## Extracted entries
[Start]

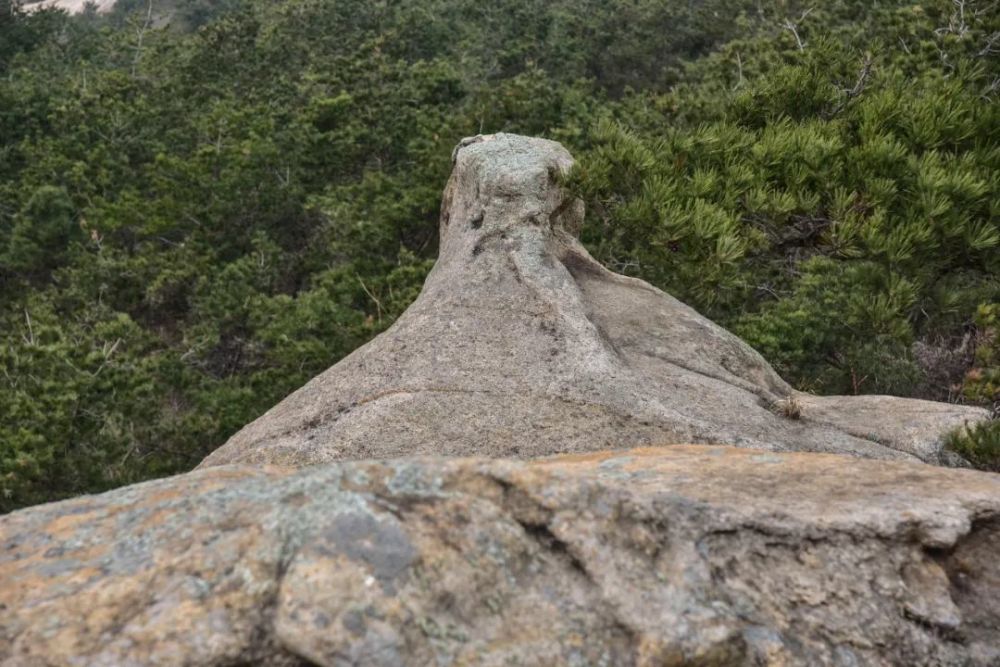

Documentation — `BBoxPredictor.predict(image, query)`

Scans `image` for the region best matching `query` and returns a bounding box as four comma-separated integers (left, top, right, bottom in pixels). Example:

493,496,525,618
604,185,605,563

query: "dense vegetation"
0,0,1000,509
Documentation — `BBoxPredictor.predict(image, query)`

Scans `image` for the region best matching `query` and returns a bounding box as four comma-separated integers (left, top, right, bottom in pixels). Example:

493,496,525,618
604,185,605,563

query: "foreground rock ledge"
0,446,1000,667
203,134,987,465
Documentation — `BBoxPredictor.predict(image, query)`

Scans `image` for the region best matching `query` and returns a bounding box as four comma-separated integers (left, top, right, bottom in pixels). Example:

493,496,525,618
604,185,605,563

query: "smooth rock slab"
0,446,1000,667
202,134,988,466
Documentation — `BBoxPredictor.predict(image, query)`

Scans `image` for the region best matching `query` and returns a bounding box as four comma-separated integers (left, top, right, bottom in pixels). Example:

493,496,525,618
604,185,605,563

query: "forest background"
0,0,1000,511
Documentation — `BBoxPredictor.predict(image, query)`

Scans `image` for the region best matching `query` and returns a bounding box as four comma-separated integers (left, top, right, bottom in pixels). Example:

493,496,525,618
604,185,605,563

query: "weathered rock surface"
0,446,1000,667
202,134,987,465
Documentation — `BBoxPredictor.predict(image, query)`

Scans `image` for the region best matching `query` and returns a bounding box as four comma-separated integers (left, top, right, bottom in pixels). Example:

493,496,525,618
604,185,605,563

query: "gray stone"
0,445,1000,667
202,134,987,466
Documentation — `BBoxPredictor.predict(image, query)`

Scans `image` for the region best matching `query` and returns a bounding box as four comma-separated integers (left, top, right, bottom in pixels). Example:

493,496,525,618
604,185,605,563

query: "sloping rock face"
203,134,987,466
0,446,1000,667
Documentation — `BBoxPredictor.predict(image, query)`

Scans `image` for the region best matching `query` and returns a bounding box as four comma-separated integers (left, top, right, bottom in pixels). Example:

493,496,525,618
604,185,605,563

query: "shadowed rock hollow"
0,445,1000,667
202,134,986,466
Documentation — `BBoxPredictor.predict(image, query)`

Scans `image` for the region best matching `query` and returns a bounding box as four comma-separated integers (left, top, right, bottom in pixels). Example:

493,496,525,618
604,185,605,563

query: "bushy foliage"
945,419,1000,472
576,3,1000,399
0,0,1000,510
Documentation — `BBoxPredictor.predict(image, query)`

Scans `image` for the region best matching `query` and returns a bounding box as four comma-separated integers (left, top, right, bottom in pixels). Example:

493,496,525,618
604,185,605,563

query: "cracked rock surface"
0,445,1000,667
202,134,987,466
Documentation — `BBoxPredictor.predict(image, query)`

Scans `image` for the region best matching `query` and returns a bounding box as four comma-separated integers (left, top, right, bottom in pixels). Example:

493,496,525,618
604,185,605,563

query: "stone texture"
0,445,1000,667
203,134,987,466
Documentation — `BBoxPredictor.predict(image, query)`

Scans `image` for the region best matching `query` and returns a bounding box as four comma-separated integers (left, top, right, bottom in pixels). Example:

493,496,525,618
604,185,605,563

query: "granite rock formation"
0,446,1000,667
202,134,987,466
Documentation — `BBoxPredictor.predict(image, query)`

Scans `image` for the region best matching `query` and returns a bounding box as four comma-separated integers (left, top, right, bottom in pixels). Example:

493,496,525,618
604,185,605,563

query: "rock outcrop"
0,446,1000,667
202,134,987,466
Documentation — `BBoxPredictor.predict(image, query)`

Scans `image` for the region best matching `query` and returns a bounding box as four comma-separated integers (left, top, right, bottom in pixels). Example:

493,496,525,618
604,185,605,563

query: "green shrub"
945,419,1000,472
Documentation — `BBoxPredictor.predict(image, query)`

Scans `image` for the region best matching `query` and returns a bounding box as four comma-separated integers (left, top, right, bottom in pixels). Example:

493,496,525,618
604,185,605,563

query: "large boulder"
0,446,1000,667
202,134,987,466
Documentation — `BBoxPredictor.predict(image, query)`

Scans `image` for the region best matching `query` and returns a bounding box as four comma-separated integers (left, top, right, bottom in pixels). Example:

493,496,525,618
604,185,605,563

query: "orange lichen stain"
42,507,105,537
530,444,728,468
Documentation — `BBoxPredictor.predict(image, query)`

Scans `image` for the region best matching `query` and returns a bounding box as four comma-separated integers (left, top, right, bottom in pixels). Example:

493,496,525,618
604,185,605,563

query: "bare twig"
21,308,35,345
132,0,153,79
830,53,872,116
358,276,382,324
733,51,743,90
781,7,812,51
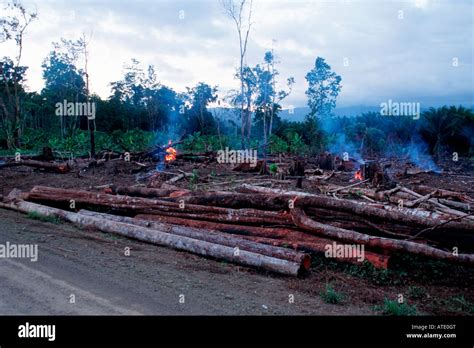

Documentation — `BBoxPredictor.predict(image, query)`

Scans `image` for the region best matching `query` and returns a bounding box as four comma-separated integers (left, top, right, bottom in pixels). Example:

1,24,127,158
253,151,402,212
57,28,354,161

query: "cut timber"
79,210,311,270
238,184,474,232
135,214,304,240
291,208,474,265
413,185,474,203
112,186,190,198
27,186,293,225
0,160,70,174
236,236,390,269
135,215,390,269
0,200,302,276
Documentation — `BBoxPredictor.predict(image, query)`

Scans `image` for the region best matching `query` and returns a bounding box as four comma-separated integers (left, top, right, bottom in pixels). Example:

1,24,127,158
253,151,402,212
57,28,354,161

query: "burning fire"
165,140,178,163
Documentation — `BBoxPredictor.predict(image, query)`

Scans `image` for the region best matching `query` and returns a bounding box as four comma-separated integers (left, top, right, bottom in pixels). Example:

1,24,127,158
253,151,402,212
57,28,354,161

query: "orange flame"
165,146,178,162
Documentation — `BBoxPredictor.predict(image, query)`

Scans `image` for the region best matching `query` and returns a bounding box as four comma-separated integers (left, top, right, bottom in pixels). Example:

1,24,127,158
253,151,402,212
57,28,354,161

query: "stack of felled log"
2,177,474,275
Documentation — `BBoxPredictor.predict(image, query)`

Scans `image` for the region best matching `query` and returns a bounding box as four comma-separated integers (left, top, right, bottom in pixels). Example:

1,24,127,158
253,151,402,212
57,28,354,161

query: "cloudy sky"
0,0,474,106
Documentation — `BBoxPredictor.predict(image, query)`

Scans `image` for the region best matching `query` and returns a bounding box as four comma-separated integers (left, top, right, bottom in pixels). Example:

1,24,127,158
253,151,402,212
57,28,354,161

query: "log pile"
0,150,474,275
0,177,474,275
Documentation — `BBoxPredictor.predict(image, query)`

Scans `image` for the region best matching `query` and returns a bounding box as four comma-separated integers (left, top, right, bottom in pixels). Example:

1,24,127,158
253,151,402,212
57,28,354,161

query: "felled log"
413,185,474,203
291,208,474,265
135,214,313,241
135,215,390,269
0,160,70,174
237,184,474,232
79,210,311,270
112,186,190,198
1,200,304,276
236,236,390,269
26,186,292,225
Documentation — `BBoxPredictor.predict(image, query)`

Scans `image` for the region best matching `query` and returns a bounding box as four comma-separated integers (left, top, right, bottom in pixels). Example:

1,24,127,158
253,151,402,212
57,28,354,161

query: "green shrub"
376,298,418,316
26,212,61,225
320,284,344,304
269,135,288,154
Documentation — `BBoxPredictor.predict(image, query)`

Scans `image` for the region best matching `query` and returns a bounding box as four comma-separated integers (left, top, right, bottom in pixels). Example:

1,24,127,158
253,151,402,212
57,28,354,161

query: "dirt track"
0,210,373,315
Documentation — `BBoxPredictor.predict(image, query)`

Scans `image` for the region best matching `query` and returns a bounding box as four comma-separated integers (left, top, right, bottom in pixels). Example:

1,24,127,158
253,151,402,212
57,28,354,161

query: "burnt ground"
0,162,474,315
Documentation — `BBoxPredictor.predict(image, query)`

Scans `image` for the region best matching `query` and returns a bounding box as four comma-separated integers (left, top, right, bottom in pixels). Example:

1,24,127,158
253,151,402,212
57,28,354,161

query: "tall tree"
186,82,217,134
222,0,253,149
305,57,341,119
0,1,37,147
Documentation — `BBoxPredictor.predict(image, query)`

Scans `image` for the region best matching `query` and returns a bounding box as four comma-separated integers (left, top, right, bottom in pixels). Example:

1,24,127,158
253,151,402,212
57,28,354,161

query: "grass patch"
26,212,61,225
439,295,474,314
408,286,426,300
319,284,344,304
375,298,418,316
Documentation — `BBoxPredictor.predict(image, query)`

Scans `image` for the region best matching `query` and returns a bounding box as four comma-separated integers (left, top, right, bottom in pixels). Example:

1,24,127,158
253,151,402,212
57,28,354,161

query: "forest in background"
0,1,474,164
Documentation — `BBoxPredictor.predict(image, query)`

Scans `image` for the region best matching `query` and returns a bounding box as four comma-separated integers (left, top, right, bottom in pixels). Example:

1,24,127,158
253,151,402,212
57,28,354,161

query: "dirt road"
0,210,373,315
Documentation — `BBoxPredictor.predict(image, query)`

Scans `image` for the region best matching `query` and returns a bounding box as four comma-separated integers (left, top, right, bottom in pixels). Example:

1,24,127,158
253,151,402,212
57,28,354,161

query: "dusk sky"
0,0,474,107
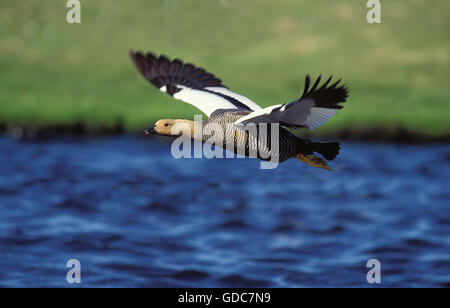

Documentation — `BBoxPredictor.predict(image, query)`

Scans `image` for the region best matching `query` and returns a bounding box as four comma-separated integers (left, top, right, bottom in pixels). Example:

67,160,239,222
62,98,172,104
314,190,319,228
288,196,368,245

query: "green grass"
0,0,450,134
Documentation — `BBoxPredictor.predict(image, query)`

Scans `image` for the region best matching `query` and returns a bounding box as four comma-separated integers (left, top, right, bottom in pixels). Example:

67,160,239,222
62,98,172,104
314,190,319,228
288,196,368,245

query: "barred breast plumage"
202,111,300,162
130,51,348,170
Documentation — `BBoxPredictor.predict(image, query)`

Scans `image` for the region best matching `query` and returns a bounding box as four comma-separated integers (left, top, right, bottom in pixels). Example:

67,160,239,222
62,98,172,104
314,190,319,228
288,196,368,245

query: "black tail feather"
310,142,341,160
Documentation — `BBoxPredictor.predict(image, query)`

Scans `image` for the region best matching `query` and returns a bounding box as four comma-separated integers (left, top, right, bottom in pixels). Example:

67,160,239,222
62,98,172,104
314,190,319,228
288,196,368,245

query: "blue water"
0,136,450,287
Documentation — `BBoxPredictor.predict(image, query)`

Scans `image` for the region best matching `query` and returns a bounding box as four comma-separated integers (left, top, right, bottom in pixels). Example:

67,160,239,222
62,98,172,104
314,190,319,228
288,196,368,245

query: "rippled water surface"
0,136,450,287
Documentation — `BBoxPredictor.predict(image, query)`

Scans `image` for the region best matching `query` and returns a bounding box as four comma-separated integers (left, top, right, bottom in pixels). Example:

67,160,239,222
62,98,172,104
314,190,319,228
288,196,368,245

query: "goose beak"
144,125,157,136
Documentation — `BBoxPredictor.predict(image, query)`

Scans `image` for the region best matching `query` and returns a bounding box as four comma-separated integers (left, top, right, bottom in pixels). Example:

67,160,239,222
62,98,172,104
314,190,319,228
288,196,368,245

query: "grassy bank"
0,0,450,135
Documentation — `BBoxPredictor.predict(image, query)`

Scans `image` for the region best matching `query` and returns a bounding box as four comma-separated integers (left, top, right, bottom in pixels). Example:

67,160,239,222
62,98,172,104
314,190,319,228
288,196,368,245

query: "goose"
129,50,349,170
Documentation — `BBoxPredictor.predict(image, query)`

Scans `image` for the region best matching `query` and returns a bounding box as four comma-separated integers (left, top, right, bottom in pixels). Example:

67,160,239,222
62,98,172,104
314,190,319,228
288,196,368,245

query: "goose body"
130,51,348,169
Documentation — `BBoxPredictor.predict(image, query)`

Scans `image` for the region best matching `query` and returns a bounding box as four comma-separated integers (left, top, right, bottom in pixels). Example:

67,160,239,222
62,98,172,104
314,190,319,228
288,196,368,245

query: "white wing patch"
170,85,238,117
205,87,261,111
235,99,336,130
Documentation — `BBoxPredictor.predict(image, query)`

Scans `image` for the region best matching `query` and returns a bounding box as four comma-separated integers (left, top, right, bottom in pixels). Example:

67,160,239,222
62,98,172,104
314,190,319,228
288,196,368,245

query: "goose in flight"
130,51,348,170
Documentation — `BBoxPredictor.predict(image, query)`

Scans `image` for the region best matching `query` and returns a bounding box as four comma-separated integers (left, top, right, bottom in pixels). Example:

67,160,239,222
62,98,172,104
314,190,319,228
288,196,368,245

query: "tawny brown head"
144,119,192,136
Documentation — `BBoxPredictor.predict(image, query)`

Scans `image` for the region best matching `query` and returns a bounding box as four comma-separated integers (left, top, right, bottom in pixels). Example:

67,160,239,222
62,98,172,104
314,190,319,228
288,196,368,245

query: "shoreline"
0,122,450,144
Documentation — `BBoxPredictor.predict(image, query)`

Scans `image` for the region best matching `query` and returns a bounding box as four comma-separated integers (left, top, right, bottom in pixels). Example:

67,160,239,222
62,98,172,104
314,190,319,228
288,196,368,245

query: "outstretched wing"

[End]

## What you are asked to do
Which lines of the data above contain the string "felled"? Copy each of those lines in full.

## Complete output
query: "stack of felled log"
query: "felled log"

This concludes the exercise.